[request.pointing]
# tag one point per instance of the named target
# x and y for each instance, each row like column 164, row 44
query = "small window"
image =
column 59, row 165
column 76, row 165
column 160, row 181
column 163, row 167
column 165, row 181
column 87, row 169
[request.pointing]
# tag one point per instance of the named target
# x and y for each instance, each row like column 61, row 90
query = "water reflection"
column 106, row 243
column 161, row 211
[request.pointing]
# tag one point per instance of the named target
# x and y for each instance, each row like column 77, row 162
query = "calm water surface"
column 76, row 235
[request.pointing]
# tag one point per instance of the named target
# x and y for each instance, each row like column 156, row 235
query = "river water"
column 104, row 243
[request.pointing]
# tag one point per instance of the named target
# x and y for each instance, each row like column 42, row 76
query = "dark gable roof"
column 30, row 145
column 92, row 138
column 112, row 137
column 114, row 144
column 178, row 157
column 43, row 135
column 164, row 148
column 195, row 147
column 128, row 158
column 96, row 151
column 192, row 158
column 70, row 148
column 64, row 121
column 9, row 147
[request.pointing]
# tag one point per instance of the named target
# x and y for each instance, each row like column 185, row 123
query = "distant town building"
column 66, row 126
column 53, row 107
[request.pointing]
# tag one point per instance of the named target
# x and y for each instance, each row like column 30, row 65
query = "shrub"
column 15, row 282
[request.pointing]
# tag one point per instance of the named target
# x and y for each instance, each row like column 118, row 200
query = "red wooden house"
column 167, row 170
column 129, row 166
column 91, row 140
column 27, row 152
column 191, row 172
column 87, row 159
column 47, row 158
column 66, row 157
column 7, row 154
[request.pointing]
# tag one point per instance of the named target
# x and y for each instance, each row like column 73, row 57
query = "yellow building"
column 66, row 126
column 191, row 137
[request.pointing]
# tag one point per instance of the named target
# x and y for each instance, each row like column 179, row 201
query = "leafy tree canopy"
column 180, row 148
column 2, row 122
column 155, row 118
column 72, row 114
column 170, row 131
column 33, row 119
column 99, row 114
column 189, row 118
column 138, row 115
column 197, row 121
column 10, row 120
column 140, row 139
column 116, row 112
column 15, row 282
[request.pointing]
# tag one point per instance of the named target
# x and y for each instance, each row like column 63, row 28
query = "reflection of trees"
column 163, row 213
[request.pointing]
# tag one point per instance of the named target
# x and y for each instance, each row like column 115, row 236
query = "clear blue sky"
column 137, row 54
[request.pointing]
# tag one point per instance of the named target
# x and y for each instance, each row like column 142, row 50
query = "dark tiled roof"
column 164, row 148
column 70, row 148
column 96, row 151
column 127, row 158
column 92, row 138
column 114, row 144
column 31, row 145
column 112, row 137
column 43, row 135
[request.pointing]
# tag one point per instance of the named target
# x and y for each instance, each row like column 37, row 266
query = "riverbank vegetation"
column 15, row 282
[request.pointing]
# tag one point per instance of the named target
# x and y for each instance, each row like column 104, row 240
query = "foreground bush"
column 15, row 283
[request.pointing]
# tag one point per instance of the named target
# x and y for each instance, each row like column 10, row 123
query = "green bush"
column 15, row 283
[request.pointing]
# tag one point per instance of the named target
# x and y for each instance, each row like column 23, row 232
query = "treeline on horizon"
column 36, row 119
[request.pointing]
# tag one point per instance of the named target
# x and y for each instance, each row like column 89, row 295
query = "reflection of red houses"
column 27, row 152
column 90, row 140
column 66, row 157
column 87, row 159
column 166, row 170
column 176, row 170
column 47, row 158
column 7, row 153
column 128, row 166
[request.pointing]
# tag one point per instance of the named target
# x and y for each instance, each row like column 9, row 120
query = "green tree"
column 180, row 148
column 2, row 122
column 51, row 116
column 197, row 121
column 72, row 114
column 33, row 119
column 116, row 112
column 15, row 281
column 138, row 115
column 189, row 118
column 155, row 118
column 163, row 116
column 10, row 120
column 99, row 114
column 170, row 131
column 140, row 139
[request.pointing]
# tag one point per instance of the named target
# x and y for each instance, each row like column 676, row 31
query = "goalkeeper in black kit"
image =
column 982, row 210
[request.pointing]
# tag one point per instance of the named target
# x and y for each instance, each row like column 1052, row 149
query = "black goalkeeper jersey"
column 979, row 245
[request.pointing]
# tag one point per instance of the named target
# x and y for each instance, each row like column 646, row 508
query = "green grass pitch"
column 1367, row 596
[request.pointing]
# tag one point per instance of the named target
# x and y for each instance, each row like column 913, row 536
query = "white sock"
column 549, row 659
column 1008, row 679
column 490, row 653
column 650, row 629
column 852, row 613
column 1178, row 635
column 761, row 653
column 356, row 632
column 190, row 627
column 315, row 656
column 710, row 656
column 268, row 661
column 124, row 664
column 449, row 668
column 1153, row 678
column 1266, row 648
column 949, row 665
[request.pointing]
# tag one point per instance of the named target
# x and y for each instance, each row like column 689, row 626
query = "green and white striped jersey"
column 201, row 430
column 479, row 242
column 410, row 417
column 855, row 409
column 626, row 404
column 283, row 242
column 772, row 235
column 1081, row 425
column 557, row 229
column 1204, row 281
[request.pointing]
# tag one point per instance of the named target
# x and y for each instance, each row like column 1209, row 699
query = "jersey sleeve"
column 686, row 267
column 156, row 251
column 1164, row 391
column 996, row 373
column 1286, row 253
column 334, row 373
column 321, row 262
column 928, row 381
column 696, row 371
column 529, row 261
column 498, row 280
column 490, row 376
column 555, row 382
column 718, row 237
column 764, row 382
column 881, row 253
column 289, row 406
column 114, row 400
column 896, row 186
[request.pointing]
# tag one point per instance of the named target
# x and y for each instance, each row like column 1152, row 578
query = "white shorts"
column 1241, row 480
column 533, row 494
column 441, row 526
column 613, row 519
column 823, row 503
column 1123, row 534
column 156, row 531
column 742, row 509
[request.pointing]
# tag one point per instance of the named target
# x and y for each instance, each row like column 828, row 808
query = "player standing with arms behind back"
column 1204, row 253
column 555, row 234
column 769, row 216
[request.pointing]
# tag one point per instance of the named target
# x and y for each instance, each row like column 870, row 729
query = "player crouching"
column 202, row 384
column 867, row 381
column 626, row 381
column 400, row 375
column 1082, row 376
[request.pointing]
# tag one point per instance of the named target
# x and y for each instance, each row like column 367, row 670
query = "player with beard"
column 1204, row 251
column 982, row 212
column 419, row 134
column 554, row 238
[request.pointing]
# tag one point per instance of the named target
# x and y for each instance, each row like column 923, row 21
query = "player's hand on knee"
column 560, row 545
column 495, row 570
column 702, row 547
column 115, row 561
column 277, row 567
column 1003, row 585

+++

WHAT THE TASK REQUIRES
Print each line of the data exactly. Keep all of it.

ANSWER TO THE PROBLEM
[request.pointing]
# tag one point per instance of the named target
# x and y for each instance, each row like column 164, row 44
query = "small window"
image =
column 59, row 165
column 76, row 165
column 160, row 181
column 163, row 167
column 165, row 181
column 87, row 169
[request.pointing]
# tag one point per instance of the named target
# x and y for each instance, each row like column 61, row 90
query = "water reflection"
column 106, row 243
column 161, row 211
[request.pointing]
# tag one point per instance of the named target
# x and y for each instance, each row like column 77, row 162
query = "calm water surface"
column 76, row 235
[request.pointing]
# tag one point per instance of the named target
# x and y for each instance, each row like column 156, row 235
query = "river water"
column 104, row 243
[request.pointing]
# tag one point per instance of the named target
# x and y for each instance, each row like column 42, row 76
query = "dark gable roof"
column 30, row 145
column 92, row 138
column 112, row 137
column 114, row 144
column 178, row 157
column 43, row 135
column 164, row 148
column 195, row 147
column 128, row 158
column 96, row 151
column 192, row 158
column 70, row 148
column 64, row 121
column 9, row 147
[request.pointing]
# tag one point per instance of the named target
# x and y for each instance, each row like column 185, row 123
query = "distant town building"
column 66, row 126
column 53, row 107
[request.pointing]
# tag one point per instance of the named target
# x and y for each instance, each row like column 30, row 65
query = "shrub"
column 15, row 282
[request.pointing]
# tag one point per instance of the named target
# x and y for each instance, each row like column 118, row 200
query = "red wooden house"
column 167, row 170
column 129, row 166
column 91, row 140
column 27, row 152
column 191, row 172
column 87, row 159
column 47, row 158
column 66, row 157
column 7, row 154
[request.pointing]
# tag one point per instance of the named target
# x and y for each instance, each row like column 73, row 57
query = "yellow building"
column 66, row 126
column 191, row 137
[request.pointing]
# tag one point per instance of the named target
# x and y for each instance, each row like column 179, row 201
query = "leafy tree canopy"
column 180, row 148
column 2, row 122
column 155, row 118
column 72, row 114
column 170, row 131
column 33, row 119
column 99, row 114
column 189, row 118
column 138, row 115
column 197, row 121
column 10, row 120
column 140, row 139
column 116, row 112
column 15, row 282
[request.pointing]
# tag one point per instance of the named target
# x and y for each instance, each row like column 63, row 28
query = "reflection of trees"
column 163, row 213
[request.pointing]
# tag one point per instance of the named target
# x and y for each instance, each row like column 115, row 236
query = "clear blue sky"
column 137, row 54
[request.pointing]
# tag one point per instance of the named target
# x and y for each instance, each row like column 142, row 50
query = "dark tiled roof"
column 164, row 148
column 70, row 148
column 96, row 151
column 127, row 158
column 92, row 138
column 114, row 144
column 31, row 145
column 112, row 137
column 43, row 135
[request.pointing]
# tag one point per instance of the named target
# x and y for each instance, each row like column 37, row 266
query = "riverbank vegetation"
column 15, row 282
[request.pointing]
# tag one point per instance of the named target
# x and y for each instance, each row like column 104, row 240
query = "foreground bush"
column 15, row 283
[request.pointing]
# tag one point per instance of the named target
# x and y for each instance, each row like column 10, row 123
query = "green bush"
column 15, row 283
[request.pointing]
# tag one point per instance of the named target
# x and y for each instance, each row like column 23, row 232
query = "treeline on horizon"
column 36, row 119
[request.pointing]
# tag one point per instance of the named target
# x and y for each instance, each row like column 89, row 295
query = "reflection of red houses"
column 27, row 152
column 90, row 140
column 66, row 157
column 87, row 159
column 166, row 170
column 176, row 170
column 47, row 158
column 7, row 153
column 128, row 166
[request.pointing]
# tag one point per instance of the named target
# x and y for each instance, each row like column 9, row 120
query = "green tree"
column 180, row 148
column 2, row 122
column 51, row 116
column 197, row 121
column 72, row 114
column 33, row 119
column 116, row 112
column 15, row 281
column 138, row 115
column 189, row 118
column 155, row 118
column 163, row 116
column 10, row 120
column 99, row 114
column 170, row 131
column 140, row 139
[request.pointing]
# tag one point per instance of the named target
# x and y for each instance, each row like column 676, row 31
query = "goalkeeper in black kit"
image =
column 982, row 210
[request.pointing]
# tag one point per instance of the named target
# x and y for each instance, each row like column 1052, row 149
query = "black goalkeeper jersey"
column 979, row 245
[request.pointing]
# tag one point per instance of the named target
# x and y for each instance, each row like column 646, row 508
query = "green grass pitch"
column 1367, row 596
[request.pointing]
# tag one point per instance of the named target
# x and y for each instance, each row like column 913, row 536
query = "white sock"
column 549, row 659
column 1008, row 679
column 490, row 653
column 650, row 629
column 852, row 613
column 1178, row 635
column 761, row 653
column 356, row 632
column 190, row 627
column 315, row 656
column 710, row 656
column 268, row 661
column 124, row 664
column 449, row 668
column 1153, row 678
column 1266, row 648
column 949, row 665
[request.pointing]
# tag one point per instance of the named target
# x and y for each instance, each row like column 689, row 626
query = "green and white striped jersey"
column 201, row 430
column 479, row 242
column 410, row 417
column 855, row 409
column 626, row 404
column 283, row 242
column 772, row 235
column 1081, row 425
column 557, row 229
column 1204, row 281
[request.pointing]
# tag one point per instance of the named target
# x and y for each instance, each row like column 1209, row 699
query = "jersey sleeve"
column 686, row 267
column 156, row 251
column 1164, row 391
column 996, row 373
column 1286, row 253
column 334, row 373
column 321, row 262
column 928, row 381
column 696, row 371
column 529, row 261
column 498, row 280
column 490, row 376
column 555, row 382
column 718, row 237
column 764, row 382
column 881, row 253
column 289, row 406
column 114, row 400
column 896, row 186
[request.pointing]
# tag one point per instance of the named target
# x and y for each instance, each row like column 1152, row 578
query = "white shorts"
column 1241, row 480
column 533, row 494
column 441, row 526
column 613, row 519
column 823, row 503
column 1123, row 534
column 156, row 531
column 742, row 509
[request.pointing]
# tag one point per instance of the named target
# x and y for each instance, each row like column 828, row 808
query = "player standing with arms behind back"
column 1204, row 253
column 555, row 234
column 769, row 216
[request.pointing]
# tag one point per instance of the named target
# x and y for each instance, each row like column 870, row 729
query = "player crouching"
column 202, row 384
column 867, row 381
column 626, row 381
column 400, row 375
column 1082, row 376
[request.pointing]
# tag one point per instance of the named target
# x and y for each instance, each row like column 367, row 670
query = "player with beard"
column 1204, row 251
column 982, row 212
column 419, row 134
column 554, row 238
[request.pointing]
# tag one point per instance of the named target
# x and y for each instance, each row like column 923, row 21
query = "player's hand on knee"
column 560, row 545
column 495, row 570
column 702, row 547
column 115, row 561
column 277, row 567
column 1003, row 585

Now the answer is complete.